• _Source excerpt_:

** Start **

Screen scene: Local film news

CINEMATIC GUIDANCE: Asheville School of Film instructor Brad Hoover helps student Tunde Paule set up a shot during the 2016 Youth Summer Filmmaking Experience's production of the short film 'Sweet Pea.' Photo courtesy of Asheville School of Film

The Carolina Cinemark’s weekly Summer Movie Clubhouse series continues Wednesday, July 5, at 10 a.m. with Goosebumps, and Wednesday, July 12, at 10 a.m. with The Iron Giant. Tickets to each show are $1.

Grail Moviehouse’s and the Asheville Jewish Community Center’s monthly Israeli Film Series — designed to allow viewers to use film as their window into the minds and culture of Israel — continues Sunday, July 9, at 3 p.m. with A Tale of Love and Darkness. Based on the memoir by novelist Amos Oz, Natalie Portman’s 2015 directorial debut explores the artist as a young man and his relationship with his mother during the end of the British Mandate for Palestine and the early years of the state of Israel. Portman also wrote the screenplay and stars as Oz’s mother, Fania. Tickets are $7 and available online or at the Grail box office.

Freeburg Pianos in Hendersonville continues its monthly Legends of Music film series — curated by local jazz pianist Michael Jefry Stevens — on Thursday, July 6, at 7 p.m. with Frank Sinatra: The Man and the Myth. Marino Amoruso’s 2004 documentary follows the entertainer from his boyhood in Hoboken, N.J., through his award-winning career as a singer and actor. Free.

** End **

• _Task requirements_:
• 1. Summarize the local film news in two sentences.
• 2. In the listing below, reproduce the lines starting with the one containing "box visible in the image above." and going on through the one containing "[204,157,233,182]", including both.

• _Rows_:
** Start **

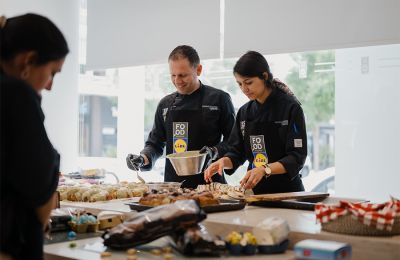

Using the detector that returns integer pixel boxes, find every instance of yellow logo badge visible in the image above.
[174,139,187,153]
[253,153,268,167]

** End **
** Start **

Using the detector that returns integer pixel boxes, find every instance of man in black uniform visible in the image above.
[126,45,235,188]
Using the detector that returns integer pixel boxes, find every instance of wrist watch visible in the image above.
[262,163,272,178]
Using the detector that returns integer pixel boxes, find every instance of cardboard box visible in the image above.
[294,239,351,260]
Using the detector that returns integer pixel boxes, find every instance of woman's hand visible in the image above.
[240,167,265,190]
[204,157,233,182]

** End **

• _The replies_:
• 1. The Carolina Cinemark's Summer Movie Clubhouse series shows Goosebumps on Wednesday, July 5, and The Iron Giant on Wednesday, July 12, both at 10 a.m. with $1 tickets. The Israeli Film Series from Grail Moviehouse and the Asheville Jewish Community Center screens Natalie Portman's A Tale of Love and Darkness on Sunday, July 9, at 3 p.m. for $7, and Freeburg Pianos in Hendersonville offers a free showing of the documentary Frank Sinatra: The Man and the Myth on Thursday, July 6, at 7 p.m. as part of its Legends of Music series.

• 2.
Using the detector that returns integer pixel boxes, find every instance of cardboard box visible in the image above.
[294,239,351,260]
Using the detector that returns integer pixel boxes, find every instance of woman's hand visible in the image above.
[240,167,265,190]
[204,157,233,182]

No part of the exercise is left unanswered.